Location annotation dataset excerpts
___

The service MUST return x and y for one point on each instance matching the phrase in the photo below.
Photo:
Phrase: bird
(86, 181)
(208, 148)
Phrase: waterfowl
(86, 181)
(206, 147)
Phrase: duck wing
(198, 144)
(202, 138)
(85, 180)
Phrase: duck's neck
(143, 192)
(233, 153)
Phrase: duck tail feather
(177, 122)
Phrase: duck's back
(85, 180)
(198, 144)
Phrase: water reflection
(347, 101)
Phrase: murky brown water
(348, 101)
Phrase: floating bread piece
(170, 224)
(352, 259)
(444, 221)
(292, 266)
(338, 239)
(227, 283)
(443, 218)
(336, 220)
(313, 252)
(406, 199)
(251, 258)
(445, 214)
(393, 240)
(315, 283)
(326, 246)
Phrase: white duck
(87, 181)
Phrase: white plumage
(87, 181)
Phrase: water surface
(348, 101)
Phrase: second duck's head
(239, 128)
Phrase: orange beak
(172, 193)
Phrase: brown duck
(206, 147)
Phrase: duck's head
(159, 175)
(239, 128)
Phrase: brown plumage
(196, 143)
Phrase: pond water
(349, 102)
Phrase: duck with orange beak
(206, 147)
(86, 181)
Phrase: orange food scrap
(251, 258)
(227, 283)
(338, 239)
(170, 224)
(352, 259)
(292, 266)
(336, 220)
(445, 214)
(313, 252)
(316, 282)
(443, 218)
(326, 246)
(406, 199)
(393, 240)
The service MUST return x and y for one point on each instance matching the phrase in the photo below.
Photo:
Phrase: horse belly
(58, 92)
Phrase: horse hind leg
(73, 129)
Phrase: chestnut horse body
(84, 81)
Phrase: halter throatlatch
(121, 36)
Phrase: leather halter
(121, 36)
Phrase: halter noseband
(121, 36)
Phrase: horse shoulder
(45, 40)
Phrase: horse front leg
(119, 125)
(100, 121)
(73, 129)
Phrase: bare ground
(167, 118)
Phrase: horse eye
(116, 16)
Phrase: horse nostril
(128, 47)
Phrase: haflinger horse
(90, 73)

___

TASK GOAL: Please write out everything from "Phrase: brown duck" down to the end of the material, changing each "halter" to "bridle" and keeping everything else the same.

FINISHED ANSWER:
Phrase: brown duck
(206, 147)
Phrase: duck's head
(159, 175)
(239, 128)
Phrase: brown plumage
(196, 143)
Phrase: pond water
(349, 102)
Phrase: duck with orange beak
(206, 147)
(86, 181)
Phrase: orange food scrap
(251, 258)
(227, 283)
(338, 239)
(170, 224)
(352, 259)
(292, 266)
(336, 220)
(445, 214)
(313, 252)
(316, 282)
(443, 218)
(326, 246)
(406, 199)
(393, 240)
The service MUST return x and y for one point on each instance matching the phrase in the photo below.
Photo:
Phrase: horse belly
(58, 92)
Phrase: horse hind leg
(73, 129)
Phrase: chestnut horse body
(84, 81)
Phrase: bridle throatlatch
(121, 36)
Phrase: leather bridle
(121, 36)
Phrase: bridle noseband
(121, 36)
Phrase: horse shoulder
(45, 40)
Phrase: horse front leg
(119, 125)
(100, 121)
(73, 129)
Phrase: bare ground
(167, 118)
Phrase: horse eye
(116, 16)
Phrase: horse nostril
(128, 47)
Phrase: haflinger horse
(90, 73)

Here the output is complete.